* SOURCE DOCUMENT
Skip to main content

Optimizing deployment performance

Improving your deployment's performance is about decreasing latency and increasing throughput. There are several important areas to monitor and optimize when building high performance ML deployments:

  • Network latency: The time it takes to serialize and send your inference request to Modelbit, plus the time to serialize and return the response.
  • Runtime performance: The time it takes to process the inference through your ML model and related business logic.
  • Startup time: The time it takes to load the environment and deployment files needed to run your inference.

Below we'll discuss how to improve the performance of each of these areas.

Network latency

There are several ways to reduce the time it takes to send inferences from your server to your Modelbit deployment.

Batch requests

If you're sending hundreds or thousands of individual requests within a short time span, consider batching them instead.

* INFORMATION SHOWN
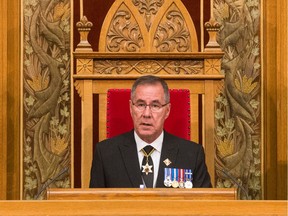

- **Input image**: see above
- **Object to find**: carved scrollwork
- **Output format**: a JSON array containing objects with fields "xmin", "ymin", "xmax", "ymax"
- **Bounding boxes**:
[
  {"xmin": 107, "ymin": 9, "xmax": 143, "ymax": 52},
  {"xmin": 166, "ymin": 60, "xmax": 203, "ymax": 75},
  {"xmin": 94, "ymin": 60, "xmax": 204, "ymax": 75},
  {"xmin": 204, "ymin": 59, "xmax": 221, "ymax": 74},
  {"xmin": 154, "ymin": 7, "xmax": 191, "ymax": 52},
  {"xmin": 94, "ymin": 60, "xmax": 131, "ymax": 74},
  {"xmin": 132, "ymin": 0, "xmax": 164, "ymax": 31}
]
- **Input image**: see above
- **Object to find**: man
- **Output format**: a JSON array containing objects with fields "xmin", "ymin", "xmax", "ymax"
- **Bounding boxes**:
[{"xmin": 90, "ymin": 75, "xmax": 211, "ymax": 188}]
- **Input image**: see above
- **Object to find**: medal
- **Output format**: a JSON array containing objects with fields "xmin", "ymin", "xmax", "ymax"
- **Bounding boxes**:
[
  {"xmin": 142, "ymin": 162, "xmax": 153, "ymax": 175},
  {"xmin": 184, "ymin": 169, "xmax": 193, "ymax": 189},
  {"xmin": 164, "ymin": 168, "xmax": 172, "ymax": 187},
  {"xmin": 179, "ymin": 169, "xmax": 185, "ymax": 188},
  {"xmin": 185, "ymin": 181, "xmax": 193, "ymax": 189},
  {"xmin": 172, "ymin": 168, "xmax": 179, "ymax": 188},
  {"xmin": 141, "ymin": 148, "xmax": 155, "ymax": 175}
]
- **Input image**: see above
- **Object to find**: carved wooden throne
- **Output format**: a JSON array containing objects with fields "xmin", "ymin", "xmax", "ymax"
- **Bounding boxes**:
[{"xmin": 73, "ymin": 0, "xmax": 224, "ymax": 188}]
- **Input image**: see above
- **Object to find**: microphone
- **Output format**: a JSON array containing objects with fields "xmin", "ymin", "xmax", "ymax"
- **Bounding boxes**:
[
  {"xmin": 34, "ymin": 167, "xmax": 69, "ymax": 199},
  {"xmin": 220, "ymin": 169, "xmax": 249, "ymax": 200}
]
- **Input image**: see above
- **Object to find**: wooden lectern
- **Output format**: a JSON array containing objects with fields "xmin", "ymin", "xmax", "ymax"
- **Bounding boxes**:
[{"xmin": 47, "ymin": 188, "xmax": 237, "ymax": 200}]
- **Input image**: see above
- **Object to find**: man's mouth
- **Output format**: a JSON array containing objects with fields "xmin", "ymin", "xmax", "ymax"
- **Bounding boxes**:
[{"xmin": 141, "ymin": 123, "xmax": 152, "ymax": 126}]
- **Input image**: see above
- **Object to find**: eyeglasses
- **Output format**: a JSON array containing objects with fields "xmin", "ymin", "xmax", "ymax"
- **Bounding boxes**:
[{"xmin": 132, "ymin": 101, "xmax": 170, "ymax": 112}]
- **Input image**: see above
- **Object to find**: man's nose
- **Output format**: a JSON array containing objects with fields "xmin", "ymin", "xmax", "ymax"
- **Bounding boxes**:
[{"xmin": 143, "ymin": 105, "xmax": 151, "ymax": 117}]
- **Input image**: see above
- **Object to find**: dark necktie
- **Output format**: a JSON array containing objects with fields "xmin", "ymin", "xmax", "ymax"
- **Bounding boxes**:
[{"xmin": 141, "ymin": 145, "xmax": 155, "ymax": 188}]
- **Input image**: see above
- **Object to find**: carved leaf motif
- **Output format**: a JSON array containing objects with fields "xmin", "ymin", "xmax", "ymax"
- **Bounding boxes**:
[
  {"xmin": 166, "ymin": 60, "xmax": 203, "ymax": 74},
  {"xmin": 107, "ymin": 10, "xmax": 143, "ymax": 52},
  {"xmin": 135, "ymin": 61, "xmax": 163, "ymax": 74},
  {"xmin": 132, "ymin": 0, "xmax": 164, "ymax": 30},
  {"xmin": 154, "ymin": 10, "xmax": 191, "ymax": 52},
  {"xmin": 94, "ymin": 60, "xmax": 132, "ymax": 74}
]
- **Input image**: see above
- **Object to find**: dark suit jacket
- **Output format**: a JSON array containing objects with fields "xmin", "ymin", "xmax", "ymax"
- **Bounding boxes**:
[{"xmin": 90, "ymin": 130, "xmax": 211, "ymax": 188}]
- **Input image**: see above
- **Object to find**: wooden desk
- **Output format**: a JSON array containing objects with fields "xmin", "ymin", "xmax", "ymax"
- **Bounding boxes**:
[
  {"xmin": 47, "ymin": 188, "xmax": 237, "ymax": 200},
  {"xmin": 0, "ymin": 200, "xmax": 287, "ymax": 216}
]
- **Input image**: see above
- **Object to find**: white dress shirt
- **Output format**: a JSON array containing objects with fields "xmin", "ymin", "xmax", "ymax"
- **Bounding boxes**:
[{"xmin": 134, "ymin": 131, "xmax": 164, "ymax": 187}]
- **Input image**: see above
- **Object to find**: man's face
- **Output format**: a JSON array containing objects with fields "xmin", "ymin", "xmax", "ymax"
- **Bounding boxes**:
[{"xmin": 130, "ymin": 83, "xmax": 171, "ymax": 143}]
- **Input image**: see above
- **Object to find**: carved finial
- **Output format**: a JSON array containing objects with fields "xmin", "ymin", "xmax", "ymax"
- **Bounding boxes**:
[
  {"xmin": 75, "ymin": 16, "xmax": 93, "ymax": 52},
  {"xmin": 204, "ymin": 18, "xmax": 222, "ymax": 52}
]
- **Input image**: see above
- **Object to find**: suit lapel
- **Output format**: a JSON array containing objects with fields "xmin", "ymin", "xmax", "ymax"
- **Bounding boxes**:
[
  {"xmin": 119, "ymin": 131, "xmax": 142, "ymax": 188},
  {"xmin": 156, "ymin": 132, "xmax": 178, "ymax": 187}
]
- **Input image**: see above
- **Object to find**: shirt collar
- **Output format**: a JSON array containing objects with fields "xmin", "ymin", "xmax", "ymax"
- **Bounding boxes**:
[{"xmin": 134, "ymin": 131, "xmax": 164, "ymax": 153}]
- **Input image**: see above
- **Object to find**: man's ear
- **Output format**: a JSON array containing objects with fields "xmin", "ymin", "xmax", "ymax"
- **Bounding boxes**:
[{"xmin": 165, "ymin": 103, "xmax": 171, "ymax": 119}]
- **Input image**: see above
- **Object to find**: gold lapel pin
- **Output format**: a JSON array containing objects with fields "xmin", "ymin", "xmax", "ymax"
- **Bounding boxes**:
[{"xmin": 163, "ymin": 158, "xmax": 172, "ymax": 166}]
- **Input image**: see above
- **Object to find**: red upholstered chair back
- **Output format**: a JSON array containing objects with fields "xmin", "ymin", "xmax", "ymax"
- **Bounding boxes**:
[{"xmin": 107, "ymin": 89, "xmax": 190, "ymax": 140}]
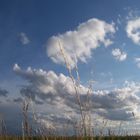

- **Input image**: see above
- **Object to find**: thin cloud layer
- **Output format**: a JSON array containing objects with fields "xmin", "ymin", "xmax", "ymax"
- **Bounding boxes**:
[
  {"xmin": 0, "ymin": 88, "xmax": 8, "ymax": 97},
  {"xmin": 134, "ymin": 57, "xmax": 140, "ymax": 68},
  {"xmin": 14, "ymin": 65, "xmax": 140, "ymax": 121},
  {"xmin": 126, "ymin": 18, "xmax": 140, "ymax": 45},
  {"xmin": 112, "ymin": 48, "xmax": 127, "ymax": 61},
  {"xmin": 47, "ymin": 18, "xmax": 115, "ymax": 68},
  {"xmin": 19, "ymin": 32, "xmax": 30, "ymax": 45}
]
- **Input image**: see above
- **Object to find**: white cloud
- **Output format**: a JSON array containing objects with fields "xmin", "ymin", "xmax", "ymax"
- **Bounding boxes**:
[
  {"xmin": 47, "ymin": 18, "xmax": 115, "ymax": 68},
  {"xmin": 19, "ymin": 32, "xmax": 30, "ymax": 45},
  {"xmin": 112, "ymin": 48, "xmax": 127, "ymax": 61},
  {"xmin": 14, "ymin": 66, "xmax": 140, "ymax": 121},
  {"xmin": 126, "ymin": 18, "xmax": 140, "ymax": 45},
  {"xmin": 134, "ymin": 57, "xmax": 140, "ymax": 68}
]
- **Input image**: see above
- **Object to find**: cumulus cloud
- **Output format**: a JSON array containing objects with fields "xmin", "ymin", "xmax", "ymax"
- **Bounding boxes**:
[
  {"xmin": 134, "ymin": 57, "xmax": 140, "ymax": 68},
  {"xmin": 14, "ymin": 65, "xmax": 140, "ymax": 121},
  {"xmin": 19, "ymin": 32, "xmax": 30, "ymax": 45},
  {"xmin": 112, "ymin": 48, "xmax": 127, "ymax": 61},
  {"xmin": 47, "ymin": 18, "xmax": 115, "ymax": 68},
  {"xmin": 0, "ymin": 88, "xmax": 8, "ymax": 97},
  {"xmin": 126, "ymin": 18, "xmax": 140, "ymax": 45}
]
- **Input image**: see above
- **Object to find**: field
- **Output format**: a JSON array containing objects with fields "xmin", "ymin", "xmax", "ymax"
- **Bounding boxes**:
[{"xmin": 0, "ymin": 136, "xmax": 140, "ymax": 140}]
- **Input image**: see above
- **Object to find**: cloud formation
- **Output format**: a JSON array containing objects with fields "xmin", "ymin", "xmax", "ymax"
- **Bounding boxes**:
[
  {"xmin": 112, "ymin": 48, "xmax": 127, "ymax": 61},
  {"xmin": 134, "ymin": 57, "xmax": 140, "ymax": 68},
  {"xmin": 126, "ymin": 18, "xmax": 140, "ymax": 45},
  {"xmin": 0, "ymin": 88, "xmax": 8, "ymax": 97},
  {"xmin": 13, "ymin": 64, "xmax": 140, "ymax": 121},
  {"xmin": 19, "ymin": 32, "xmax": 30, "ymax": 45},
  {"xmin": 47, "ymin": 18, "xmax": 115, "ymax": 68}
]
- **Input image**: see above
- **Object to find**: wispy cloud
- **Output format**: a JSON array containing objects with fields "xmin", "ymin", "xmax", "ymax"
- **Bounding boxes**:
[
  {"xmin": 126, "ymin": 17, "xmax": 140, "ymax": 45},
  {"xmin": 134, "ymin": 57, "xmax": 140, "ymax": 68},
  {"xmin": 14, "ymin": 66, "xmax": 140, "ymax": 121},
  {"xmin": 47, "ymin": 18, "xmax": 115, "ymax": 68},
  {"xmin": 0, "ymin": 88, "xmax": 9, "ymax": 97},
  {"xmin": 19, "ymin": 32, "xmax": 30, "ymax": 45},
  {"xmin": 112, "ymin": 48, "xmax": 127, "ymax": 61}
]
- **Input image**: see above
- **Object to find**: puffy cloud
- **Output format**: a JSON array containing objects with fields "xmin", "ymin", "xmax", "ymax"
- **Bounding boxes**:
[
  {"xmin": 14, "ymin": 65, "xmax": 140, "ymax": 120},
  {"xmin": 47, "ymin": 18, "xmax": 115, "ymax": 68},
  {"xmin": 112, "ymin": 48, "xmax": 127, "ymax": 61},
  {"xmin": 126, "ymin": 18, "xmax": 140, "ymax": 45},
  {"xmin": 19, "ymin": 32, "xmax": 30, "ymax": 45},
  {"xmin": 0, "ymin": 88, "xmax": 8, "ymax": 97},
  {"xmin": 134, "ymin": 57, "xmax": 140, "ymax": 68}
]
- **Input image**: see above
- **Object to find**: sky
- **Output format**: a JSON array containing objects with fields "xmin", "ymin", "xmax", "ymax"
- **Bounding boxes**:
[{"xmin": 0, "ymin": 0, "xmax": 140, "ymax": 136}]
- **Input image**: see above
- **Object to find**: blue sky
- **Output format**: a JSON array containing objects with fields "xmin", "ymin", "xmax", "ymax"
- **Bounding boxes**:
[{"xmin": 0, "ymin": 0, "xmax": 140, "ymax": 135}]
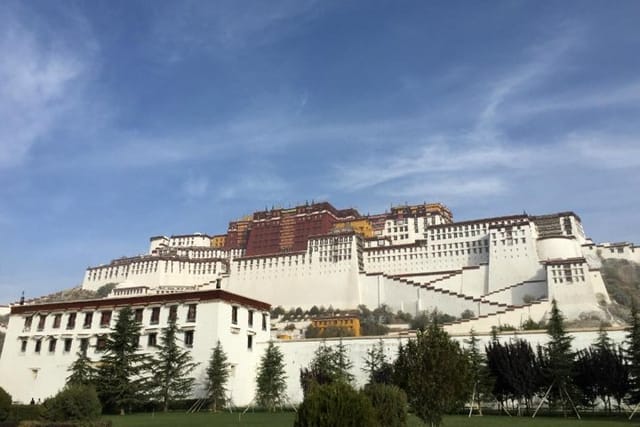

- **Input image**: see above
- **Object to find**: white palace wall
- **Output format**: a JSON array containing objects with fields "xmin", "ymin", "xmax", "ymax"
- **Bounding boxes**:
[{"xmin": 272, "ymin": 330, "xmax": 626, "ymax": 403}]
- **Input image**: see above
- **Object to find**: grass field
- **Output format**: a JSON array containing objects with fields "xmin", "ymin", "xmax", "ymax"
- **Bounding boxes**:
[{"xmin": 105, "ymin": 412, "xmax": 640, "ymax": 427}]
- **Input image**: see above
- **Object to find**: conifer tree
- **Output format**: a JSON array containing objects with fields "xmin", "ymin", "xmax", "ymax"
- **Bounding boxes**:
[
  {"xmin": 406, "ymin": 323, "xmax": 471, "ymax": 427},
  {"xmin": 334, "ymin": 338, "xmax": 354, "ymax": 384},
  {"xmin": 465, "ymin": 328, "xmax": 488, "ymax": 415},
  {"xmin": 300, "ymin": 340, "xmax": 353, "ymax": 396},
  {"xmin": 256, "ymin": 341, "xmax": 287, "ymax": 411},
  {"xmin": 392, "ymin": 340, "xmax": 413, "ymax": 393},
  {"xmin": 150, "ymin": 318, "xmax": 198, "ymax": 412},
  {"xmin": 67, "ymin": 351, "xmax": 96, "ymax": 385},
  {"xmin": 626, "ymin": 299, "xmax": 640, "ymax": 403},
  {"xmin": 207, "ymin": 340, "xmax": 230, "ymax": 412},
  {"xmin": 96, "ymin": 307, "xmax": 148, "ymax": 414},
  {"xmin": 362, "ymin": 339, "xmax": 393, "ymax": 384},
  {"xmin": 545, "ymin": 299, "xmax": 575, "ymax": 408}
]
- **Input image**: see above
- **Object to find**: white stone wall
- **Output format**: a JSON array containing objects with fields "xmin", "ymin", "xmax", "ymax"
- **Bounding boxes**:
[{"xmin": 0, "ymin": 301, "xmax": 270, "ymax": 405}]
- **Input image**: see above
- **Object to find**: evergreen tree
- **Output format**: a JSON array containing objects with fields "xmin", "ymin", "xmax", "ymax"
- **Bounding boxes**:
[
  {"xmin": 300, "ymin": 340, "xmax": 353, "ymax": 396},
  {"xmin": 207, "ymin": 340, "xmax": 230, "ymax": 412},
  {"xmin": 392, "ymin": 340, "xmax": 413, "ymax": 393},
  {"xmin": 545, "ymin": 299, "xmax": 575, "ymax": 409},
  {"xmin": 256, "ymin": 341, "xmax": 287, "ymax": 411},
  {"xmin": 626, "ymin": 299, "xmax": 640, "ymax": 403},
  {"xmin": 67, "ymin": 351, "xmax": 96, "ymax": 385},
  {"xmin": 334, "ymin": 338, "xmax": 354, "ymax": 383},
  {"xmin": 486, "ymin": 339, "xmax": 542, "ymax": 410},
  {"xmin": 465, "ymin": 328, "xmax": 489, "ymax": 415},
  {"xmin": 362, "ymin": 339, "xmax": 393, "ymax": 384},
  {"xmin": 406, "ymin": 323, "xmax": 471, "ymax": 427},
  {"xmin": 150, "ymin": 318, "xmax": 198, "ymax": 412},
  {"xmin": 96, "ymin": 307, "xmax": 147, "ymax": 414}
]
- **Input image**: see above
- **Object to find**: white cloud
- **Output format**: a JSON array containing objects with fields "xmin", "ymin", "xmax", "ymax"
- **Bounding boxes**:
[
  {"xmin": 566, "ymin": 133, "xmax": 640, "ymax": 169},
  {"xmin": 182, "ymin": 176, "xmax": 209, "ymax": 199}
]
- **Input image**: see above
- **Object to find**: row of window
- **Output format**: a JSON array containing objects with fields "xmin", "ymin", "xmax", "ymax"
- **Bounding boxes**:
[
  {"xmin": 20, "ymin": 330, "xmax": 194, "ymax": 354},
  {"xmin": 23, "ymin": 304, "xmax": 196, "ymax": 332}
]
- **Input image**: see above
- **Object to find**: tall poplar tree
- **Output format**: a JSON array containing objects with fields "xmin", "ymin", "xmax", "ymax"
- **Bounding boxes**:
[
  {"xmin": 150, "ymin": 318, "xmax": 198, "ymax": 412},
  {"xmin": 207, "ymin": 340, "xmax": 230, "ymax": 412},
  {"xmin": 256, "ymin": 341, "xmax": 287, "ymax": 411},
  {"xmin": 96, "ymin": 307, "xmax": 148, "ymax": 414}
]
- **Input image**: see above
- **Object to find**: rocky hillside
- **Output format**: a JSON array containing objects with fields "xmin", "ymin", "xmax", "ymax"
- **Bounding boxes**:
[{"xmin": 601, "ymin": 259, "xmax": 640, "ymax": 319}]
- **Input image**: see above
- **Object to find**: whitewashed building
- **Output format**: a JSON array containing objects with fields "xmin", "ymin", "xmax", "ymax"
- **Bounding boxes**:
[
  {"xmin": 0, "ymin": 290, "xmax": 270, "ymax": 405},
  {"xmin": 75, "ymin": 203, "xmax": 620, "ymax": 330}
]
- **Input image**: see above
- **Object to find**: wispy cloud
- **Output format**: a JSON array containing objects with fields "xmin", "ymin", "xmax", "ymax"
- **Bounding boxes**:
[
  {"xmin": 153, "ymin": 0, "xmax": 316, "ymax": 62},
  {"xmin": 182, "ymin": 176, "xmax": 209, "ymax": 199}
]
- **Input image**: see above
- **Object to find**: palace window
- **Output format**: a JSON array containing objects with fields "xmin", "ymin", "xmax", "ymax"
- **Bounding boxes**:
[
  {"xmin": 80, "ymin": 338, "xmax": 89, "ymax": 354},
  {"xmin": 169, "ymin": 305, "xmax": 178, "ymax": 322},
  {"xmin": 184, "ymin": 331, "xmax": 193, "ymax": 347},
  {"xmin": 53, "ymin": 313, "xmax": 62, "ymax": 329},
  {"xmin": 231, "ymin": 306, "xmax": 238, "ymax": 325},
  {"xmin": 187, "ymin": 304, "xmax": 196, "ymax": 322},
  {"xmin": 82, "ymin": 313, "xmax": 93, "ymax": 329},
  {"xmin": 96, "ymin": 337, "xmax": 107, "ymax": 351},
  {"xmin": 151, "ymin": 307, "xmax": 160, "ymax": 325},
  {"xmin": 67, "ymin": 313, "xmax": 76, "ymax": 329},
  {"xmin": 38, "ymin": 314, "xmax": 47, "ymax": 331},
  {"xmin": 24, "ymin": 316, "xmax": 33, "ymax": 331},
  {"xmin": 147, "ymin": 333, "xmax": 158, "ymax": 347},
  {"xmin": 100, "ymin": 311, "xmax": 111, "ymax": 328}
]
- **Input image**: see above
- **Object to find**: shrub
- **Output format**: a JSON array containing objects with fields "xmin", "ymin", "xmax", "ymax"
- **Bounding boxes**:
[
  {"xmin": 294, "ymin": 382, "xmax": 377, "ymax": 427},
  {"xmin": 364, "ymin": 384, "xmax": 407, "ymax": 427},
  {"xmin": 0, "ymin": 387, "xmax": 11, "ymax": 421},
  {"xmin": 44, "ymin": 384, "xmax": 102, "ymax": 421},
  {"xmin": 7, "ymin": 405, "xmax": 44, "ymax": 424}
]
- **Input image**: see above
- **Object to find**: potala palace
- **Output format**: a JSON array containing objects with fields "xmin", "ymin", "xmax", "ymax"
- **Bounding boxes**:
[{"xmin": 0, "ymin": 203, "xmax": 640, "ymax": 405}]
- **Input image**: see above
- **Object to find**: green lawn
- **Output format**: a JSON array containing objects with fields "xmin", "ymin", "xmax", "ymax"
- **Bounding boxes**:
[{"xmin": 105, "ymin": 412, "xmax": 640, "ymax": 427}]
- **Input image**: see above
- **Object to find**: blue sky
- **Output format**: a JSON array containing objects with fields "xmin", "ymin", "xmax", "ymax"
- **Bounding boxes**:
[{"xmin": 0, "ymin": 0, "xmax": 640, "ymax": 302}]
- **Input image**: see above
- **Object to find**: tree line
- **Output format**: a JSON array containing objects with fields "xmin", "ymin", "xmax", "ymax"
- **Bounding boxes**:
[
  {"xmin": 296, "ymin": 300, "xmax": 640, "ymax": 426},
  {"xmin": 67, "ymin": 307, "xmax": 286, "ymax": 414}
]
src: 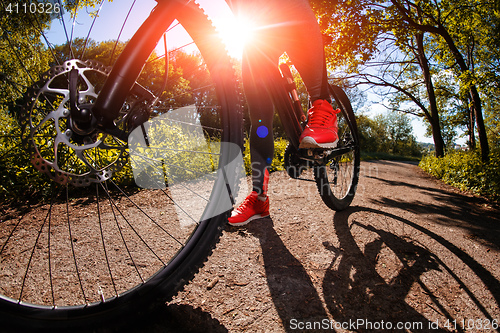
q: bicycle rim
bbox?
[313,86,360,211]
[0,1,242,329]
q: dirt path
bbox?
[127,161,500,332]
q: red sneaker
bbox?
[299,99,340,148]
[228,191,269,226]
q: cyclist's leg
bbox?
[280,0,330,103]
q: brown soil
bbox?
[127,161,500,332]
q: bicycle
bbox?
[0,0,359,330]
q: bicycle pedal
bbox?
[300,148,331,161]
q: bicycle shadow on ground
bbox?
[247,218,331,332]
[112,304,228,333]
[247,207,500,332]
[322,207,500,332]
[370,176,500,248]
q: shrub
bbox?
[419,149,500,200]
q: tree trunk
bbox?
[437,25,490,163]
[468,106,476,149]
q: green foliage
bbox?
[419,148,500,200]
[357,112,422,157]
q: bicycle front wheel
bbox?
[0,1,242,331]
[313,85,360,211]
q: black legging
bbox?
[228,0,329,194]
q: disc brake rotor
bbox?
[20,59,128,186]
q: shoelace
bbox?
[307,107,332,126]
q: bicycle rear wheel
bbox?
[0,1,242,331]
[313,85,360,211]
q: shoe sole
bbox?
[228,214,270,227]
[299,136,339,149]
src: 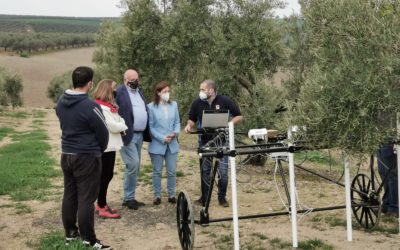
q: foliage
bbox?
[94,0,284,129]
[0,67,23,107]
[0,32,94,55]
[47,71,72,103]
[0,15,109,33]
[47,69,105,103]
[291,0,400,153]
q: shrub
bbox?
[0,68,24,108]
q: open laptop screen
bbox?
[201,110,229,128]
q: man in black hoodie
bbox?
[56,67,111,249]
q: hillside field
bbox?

* WRITTEN TASK 1
For each statement, say yes or no depending on whether the deployment performance text agrees with it, and quote the text's deciding words exactly: (a) Network latency includes the time to serialize and return the response. (b) Startup time is the time it takes to run the inference through the ML model. (c) When many individual requests are sent within a short time span, the text suggests batching them.
* WRITTEN TASK 2
Go on with the deployment performance text, starting after its final sentence.
The records were drawn from a different source than the text.

* EXERCISE OUTPUT 1
(a) Yes: "plus the time to serialize and return the response."
(b) No: "The time it takes to load the environment and deployment files needed to run your inference."
(c) Yes: "consider batching them instead."

* EXERCISE OUTPUT 2
Each inference request costs a small amount of "overhead". Overhead includes the time it takes to establish a connection between your server and Modelbit, Modelbit's processing of the request's parameters, and queuing the request for execution. Reducing the number of requests can significantly improve the overall throughput of your inferences.

Instead of sending many individual requests all at once, group the requests into batches and use the batch inference API.

Persistent sessions

info

Using the modelbit.get_inference API handles persistent sessions and retries automatically.

When using an HTTP request library like requests, the default behavior is to establish a new connection for each call to the remote server. Establishing a connection can cost hundreds of milliseconds to connect and negotiate the SSL encryption.

Use persistent sessions to maintain your connection to Modelbit between requests. Here's how to use persistent sessions with requests:

# requests.post creates a new connection each time. Use a session instead:
request_session = requests.Session()
request_session.post("https://...")

The more requests you send, the more important session persistence will become.

Serialize and compress

Some deployments expect or return large blobs of data. For example, your deployment might expect several megabytes of numpy arrays, or return a long lists of embeddings. The larger and more complicated the input/output of your deployment, the longer it'll take to process over the network and through Modelbit.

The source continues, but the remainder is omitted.